▶ [WHAT YOU HAVE TO DO]: Word for word, set down every record that appears below.

--- SUPPLIED RECORDS Enclosed Below ---

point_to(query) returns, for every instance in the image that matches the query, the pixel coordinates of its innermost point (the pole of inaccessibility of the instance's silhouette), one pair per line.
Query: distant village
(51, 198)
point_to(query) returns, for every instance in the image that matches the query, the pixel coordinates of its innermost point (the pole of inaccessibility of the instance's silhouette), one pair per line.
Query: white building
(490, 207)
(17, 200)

--- End of Enclosed SUPPLIED RECORDS ---

▶ [WRITTEN ANSWER]:
point_to(query) returns, for every instance in the image that matches the query, the pixel coordinates of its innermost point (the pole of inaccessibility of the instance's silhouette), one pair per line.
Query: distant village
(51, 198)
point_to(query) returns, for every instance in the image that matches the query, the pixel coordinates of its innermost point (the pole of inaccessibility of the instance's silhouette), one pair per line.
Query: white building
(490, 207)
(17, 200)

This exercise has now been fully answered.